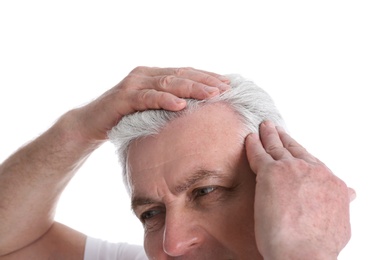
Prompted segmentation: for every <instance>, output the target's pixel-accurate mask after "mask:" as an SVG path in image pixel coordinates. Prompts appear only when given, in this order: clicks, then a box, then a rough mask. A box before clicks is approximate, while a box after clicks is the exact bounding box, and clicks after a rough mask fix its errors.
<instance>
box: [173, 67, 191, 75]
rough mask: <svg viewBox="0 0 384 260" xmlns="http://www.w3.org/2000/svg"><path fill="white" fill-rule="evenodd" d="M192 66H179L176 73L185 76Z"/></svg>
mask: <svg viewBox="0 0 384 260" xmlns="http://www.w3.org/2000/svg"><path fill="white" fill-rule="evenodd" d="M191 69H192V68H190V67H181V68H177V69H176V71H175V74H176V75H177V76H183V75H185V74H186V73H187V72H188V71H189V70H191Z"/></svg>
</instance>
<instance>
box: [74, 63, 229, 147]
mask: <svg viewBox="0 0 384 260" xmlns="http://www.w3.org/2000/svg"><path fill="white" fill-rule="evenodd" d="M228 84H229V80H228V79H226V78H225V77H223V76H220V75H218V74H215V73H211V72H206V71H202V70H196V69H193V68H149V67H137V68H135V69H134V70H132V71H131V73H129V75H128V76H127V77H125V78H124V79H123V80H122V81H121V82H120V83H119V84H117V85H116V86H115V87H114V88H112V89H110V90H109V91H107V92H105V93H104V94H103V95H102V96H100V97H99V98H98V99H96V100H95V101H93V102H91V103H90V104H88V105H86V106H84V107H82V108H80V109H77V110H74V111H72V112H73V113H75V114H76V120H77V125H79V126H80V131H81V133H80V134H81V136H82V137H83V138H84V139H86V140H88V141H91V142H94V141H102V140H105V139H106V138H107V132H108V131H109V130H111V129H112V128H113V127H114V126H115V125H116V124H117V123H118V122H119V121H120V119H121V118H122V117H123V116H124V115H127V114H131V113H134V112H136V111H143V110H147V109H165V110H171V111H178V110H181V109H183V108H184V107H185V106H186V102H185V100H184V99H182V98H195V99H206V98H211V97H213V96H215V95H217V94H220V93H222V92H224V91H225V90H227V89H229V87H230V86H229V85H228Z"/></svg>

Exercise description: Copy the records shown above in their entirety and exactly; images are to be left out.

Solution to this task:
Prompted segmentation: for every <instance>, output the target's pixel-accurate mask after "mask:" as an SVG path in image pixel coordinates. Prompts appear only when given, in this order: clicks, then a box, then a rough mask. A box before clicks is approximate, while a box after clicks is the exact bounding box, and clicks after a rough mask fix its errors.
<instance>
box: [173, 67, 191, 75]
rough mask: <svg viewBox="0 0 384 260" xmlns="http://www.w3.org/2000/svg"><path fill="white" fill-rule="evenodd" d="M192 66H179L176 73L185 76Z"/></svg>
mask: <svg viewBox="0 0 384 260" xmlns="http://www.w3.org/2000/svg"><path fill="white" fill-rule="evenodd" d="M191 69H192V68H190V67H181V68H177V69H176V71H175V74H176V75H177V76H183V75H185V74H186V73H187V72H188V71H189V70H191Z"/></svg>
</instance>
<instance>
box: [74, 63, 229, 147]
mask: <svg viewBox="0 0 384 260" xmlns="http://www.w3.org/2000/svg"><path fill="white" fill-rule="evenodd" d="M228 84H229V80H228V79H226V78H225V77H223V76H220V75H218V74H215V73H211V72H206V71H202V70H196V69H193V68H149V67H137V68H135V69H134V70H132V71H131V73H129V75H128V76H127V77H125V78H124V79H123V80H122V81H121V82H120V83H119V84H117V85H116V86H115V87H114V88H112V89H110V90H109V91H107V92H105V93H104V94H103V95H102V96H100V97H99V98H98V99H96V100H95V101H93V102H91V103H90V104H88V105H86V106H84V107H82V108H80V109H77V110H74V111H72V112H73V113H75V114H76V120H77V125H79V126H80V131H81V133H80V134H81V136H82V137H83V138H84V139H86V140H88V141H91V142H94V141H102V140H105V139H106V138H107V132H108V131H109V130H111V129H112V128H113V127H114V126H115V125H116V124H117V123H118V122H119V121H120V119H121V118H122V117H123V116H124V115H127V114H131V113H134V112H136V111H143V110H147V109H165V110H171V111H178V110H181V109H183V108H184V107H185V106H186V102H185V100H184V99H182V98H195V99H206V98H211V97H213V96H215V95H217V94H220V93H222V92H224V91H225V90H227V89H229V87H230V86H229V85H228Z"/></svg>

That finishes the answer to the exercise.